Task objective - Arrange the items below as a numbered list, dropping any blank lines.

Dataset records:

══════════════════════════════

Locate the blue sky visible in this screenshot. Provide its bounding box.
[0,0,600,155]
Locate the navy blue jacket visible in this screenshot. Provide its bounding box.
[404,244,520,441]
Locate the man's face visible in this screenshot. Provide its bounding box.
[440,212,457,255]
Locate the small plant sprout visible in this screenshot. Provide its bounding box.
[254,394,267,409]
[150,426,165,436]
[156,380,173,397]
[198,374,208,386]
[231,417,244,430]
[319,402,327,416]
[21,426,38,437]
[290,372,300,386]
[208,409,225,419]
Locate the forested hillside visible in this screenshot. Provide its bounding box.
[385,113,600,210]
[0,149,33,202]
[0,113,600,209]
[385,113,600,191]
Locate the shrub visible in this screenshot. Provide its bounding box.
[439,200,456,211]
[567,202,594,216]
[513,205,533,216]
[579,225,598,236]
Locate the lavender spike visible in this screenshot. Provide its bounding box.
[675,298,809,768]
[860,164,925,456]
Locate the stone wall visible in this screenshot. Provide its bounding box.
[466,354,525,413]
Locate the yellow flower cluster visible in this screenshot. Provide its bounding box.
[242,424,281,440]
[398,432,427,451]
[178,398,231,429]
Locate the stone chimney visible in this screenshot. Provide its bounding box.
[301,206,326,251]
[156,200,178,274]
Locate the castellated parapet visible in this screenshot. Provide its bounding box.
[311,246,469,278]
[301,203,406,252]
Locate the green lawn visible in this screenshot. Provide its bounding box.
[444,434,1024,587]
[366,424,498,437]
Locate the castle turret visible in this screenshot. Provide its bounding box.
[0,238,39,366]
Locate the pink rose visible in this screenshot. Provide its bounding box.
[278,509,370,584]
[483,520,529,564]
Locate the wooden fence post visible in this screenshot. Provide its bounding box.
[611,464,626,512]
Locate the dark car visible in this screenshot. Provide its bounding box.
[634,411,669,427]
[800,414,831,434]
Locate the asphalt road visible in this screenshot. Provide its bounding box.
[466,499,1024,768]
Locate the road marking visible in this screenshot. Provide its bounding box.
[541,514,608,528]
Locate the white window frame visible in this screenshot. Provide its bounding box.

══════════════════════════════

Solution to this problem -
1. Locate the blue sky visible in this screenshot. Provide its bounding box.
2. [0,0,600,155]
3. Locate the navy blue jacket visible in this screenshot. Provide its bounding box.
4. [404,244,520,441]
5. Locate the man's face visible in this screenshot. Provide its bounding box.
6. [440,212,457,255]
7. Locate the small plant sprout visible in this screenshot. Provide its bounding box.
8. [254,394,267,409]
9. [150,426,165,436]
10. [156,380,173,397]
11. [198,374,208,386]
12. [231,417,244,430]
13. [319,402,327,416]
14. [21,426,38,437]
15. [290,372,300,386]
16. [208,409,225,419]
17. Locate the forested hillside visible in this screenshot. Provide its bounding box.
18. [385,113,600,210]
19. [0,149,33,202]
20. [0,113,600,209]
21. [385,113,600,191]
22. Locate the shrub visible in this screenshot. Provide its bounding box.
23. [439,200,456,211]
24. [567,202,594,216]
25. [513,205,533,216]
26. [579,225,598,236]
27. Locate the lavender spike visible in this screenshot. Provide its bounding box.
28. [675,298,809,768]
29. [860,164,925,456]
30. Locate the stone wall visible in this screenshot. Provide its bounding box.
31. [466,354,525,413]
32. Locate the yellow flower cluster visible in this screenshot. Provide its bounding box.
33. [242,424,281,440]
34. [398,432,427,451]
35. [178,398,231,429]
36. Locate the stone chimney visible in this screenshot. Provide its bounding box.
37. [301,206,326,251]
38. [156,200,178,274]
39. Locate the castellated parapet visible in this screenshot. Provide its bounding box.
40. [311,246,469,278]
41. [301,203,406,252]
42. Locate the green lawn visible in this screenshot. Provide its bounding box.
43. [444,434,1024,587]
44. [366,424,498,437]
45. Locate the castle turret visible in this screenshot. Provide its bounding box.
46. [0,238,39,366]
47. Locate the pink rose visible in this screenshot. Provide its bounding box.
48. [278,509,370,584]
49. [483,520,529,564]
50. Locate the wooden fence post visible in this screenshot. Provide its bounding box.
51. [611,464,626,512]
52. Locate the dark car visible in this screenshot. Provide its bounding box.
53. [634,411,669,427]
54. [800,414,831,434]
55. Locate the asphalt road visible in this screenshot. Provide its bounding box.
56. [466,499,1024,768]
57. Locate the road marking visible in this screenshot. Provide its bounding box.
58. [541,514,608,528]
59. Locate the white window frame visible in this screenshot. Provide its bounding box.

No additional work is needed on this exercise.